## Stated exercise
Update the items starting at the line that has "tree in the photo above." and going through the end of the items, replacing "keypoint" with "point" wherever it appears and keeping everything else unchanged. Leave the pictures out of your answer.
━━━━━ Data for processing
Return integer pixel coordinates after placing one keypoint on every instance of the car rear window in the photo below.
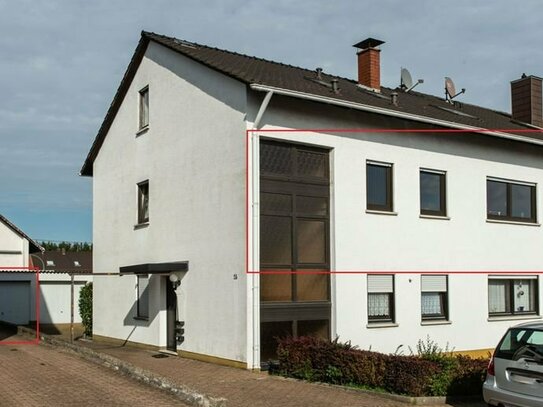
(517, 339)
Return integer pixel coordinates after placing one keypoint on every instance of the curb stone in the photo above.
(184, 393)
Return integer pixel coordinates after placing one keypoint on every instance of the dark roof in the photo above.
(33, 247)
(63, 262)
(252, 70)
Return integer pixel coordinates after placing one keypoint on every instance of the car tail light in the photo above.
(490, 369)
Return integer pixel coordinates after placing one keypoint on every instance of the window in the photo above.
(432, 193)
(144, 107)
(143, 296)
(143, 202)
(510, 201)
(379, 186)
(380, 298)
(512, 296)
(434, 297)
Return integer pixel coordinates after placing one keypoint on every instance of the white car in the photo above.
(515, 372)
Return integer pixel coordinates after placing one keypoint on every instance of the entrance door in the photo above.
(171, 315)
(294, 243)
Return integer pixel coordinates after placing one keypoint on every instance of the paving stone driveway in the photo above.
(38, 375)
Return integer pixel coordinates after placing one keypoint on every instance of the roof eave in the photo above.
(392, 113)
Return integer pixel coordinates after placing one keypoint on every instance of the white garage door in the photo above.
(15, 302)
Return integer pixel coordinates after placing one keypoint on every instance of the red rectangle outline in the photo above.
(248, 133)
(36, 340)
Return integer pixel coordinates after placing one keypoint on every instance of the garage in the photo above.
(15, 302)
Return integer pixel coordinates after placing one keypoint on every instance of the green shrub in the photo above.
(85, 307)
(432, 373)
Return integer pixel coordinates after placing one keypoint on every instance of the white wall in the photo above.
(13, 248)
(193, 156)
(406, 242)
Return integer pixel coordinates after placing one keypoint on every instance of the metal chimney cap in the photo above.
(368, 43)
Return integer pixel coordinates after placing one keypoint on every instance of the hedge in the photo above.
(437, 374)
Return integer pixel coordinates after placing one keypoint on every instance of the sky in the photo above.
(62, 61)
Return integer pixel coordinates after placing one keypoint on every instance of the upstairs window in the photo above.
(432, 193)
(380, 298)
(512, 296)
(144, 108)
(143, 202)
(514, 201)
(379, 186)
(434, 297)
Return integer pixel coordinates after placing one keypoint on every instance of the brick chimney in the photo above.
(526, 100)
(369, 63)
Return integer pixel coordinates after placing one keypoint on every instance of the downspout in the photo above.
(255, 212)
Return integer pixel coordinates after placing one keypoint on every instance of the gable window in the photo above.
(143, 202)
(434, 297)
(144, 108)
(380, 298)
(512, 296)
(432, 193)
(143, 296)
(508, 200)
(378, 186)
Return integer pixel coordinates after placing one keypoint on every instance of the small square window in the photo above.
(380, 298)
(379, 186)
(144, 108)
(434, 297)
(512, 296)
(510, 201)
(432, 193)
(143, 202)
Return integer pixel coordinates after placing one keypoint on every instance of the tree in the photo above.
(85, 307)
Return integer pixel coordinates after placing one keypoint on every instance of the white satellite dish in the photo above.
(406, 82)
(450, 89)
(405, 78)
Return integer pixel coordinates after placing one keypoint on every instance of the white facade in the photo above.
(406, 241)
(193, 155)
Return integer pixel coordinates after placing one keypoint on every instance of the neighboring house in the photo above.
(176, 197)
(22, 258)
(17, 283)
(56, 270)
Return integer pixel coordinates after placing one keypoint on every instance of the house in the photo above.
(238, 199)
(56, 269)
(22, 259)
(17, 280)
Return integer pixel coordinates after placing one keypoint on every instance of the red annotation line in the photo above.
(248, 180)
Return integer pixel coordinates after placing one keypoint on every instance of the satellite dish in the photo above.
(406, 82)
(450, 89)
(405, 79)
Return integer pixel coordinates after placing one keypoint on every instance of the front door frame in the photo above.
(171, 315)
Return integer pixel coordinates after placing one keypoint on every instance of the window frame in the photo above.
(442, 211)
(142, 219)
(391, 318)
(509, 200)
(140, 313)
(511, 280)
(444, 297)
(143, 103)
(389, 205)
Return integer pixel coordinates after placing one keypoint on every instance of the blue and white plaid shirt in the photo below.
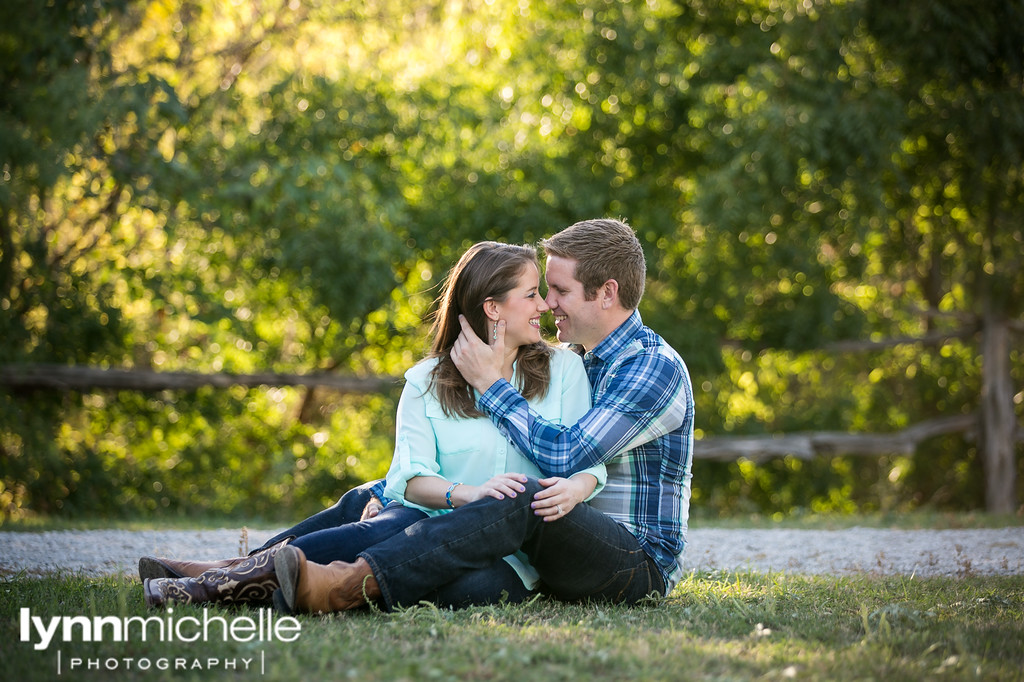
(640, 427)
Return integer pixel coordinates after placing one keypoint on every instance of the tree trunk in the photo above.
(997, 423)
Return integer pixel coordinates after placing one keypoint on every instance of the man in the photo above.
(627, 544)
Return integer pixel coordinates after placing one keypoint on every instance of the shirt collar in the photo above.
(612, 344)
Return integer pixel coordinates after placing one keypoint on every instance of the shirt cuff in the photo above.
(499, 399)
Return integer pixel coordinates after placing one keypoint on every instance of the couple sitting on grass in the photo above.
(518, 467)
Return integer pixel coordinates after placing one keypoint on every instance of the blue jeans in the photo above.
━━━━━━━━━━
## Task answer
Return integer pixel coordinates after placing one point on every instance of the tree in the photo above.
(85, 307)
Return integer pixel coordinates after placing one point on every instance of the white satellite dish in the photo above.
(406, 82)
(450, 89)
(405, 78)
Return integer pixel coordinates after placing one point on every instance of the white facade in the photo above.
(406, 241)
(193, 155)
Return integer pixel coordinates after placing one point on every instance of the neighboring house in the photo above.
(176, 197)
(22, 258)
(17, 283)
(56, 270)
Return integer pixel coordinates after placing one point on every instance of the house in the photo above.
(238, 199)
(56, 269)
(22, 259)
(17, 280)
Return integer pixel coordinates after placing one point on every instance of the red annotation line in the photo above.
(248, 180)
Return integer pixel coordinates after placing one point on every instance of the satellite dish in the photo above.
(406, 82)
(450, 89)
(405, 79)
Return integer pixel coordinates after placing one point on every instance of the front door frame in the photo above.
(171, 315)
Return integer pixel coordinates after placing one point on every instance of the window frame in the photo above.
(442, 211)
(142, 219)
(391, 318)
(509, 200)
(140, 313)
(511, 280)
(444, 297)
(143, 103)
(389, 205)
Return integer pixel coordinates after placing one point on every instance of the blue and white plaid shirt in the photo below.
(640, 427)
Return integer pixel coordinates after placing one point on every instance of the tree trunk in the photo above.
(997, 423)
Return integer pixel coordinates after placing one point on every instance of the man in the photo above.
(627, 544)
Return integer pixel coordinates after placing one point on every instance of the shirt collar in the photo above.
(612, 344)
Return integer pixel coordinates after placing one point on every instance of the shirt cuff in the photo above.
(499, 399)
Return integer pixel coordinates after placing one point on every instance of the couple sitting on grass in the photo above.
(518, 467)
Return integer pixel coordinates after placing one point on every instance of the blue jeans in the photo above.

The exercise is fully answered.